(Source text):
══════

The fellowships will provide senior Amanda Bienz and Chelsie Wagner ‘09 each with $30,000 annual stipends for three years, plus the cost of tuition, which can be used at any U.S. graduate institution. Their awards were among 2,000 such grants distributed by the NSF.

NSF Graduate Research Fellowships recognize and support outstanding graduate students in science, technology, engineering and mathematics who are pursuing research-based master’s level and doctoral degrees. Geoffrey Lynn ’07 and Larissa Ferretti '09 are the only other Elon University students or alumni to have received the fellowship.

Amanda Bienz ‘12:

A mathematics and computer science double major from Angola, Ind., Bienz knew in the fourth grade she wanted a career involving computers, and the NSF Graduate Research Fellowship will assist her as she begins a doctoral program in scientific computing this fall at the University of Illinois at Urbana-Champaign.

Amanda Bienz '12

Bienz will work with large-scale computers for complex modeling, which builds upon her initial experience with scientific computing through undergraduate research of “magic polygons.” She twice participated in the Research Experience for Undergraduates program through the NSF, and during her Elon studies, she created a mobile application to assist children with learning disabilities and a GPS program, “Bread Crumbs,” that allows users to backtrack along routes.

══════

(Exercise set):
1. From the NSF fellowship text, write out the passage between "The fellowships will" and "by the NSF.", inclusive.
2. According to the NSF fellowship text, how large is the annual stipend each fellowship provides, and for how many years?

(Data):
══════

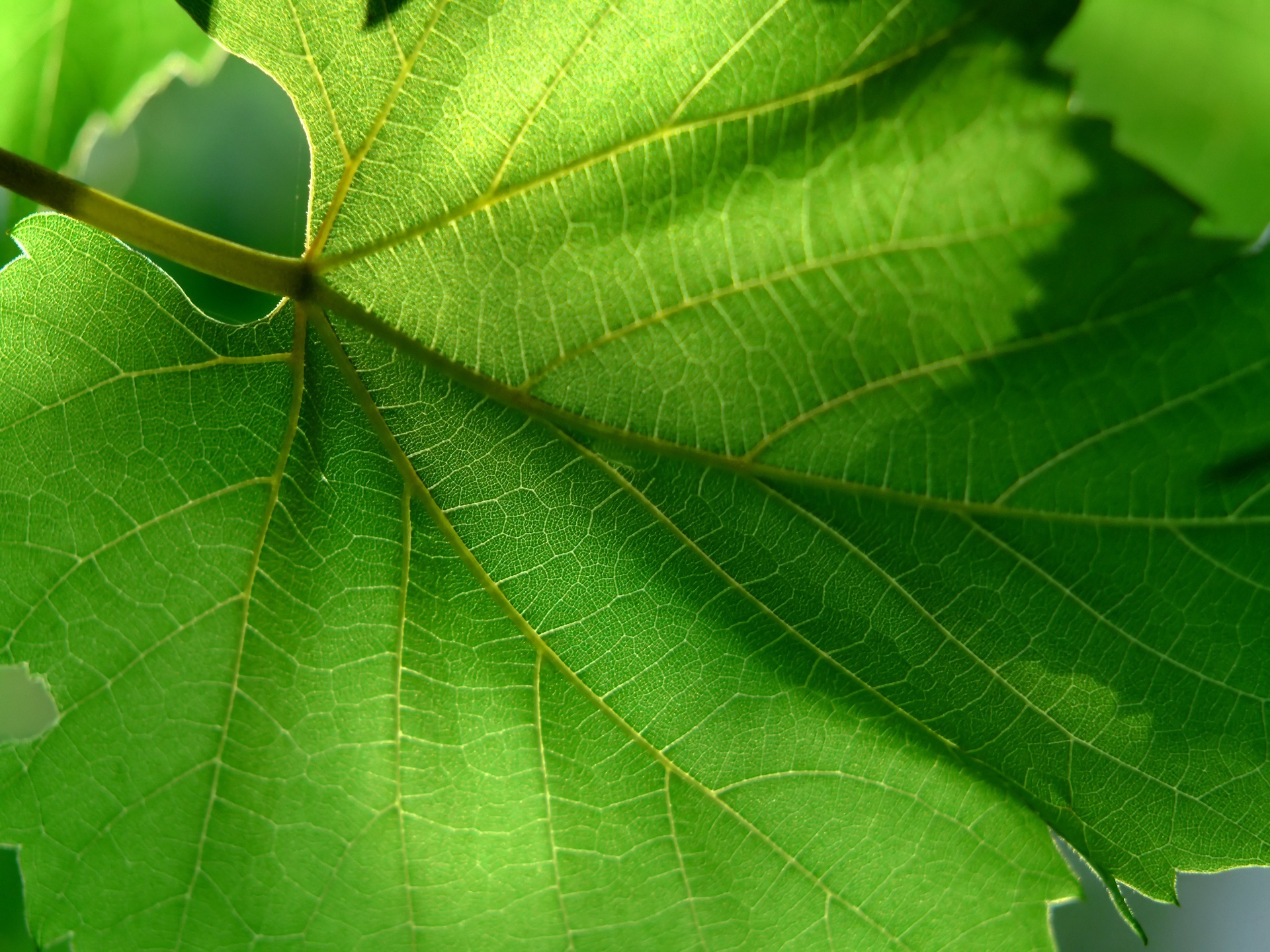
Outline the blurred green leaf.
[84,57,309,321]
[0,0,222,264]
[1050,0,1270,239]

══════

(Task answers):
1.
The fellowships will provide senior Amanda Bienz and Chelsie Wagner ‘09 each with $30,000 annual stipends for three years, plus the cost of tuition, which can be used at any U.S. graduate institution. Their awards were among 2,000 such grants distributed by the NSF.

2. $30,000 a year for three years.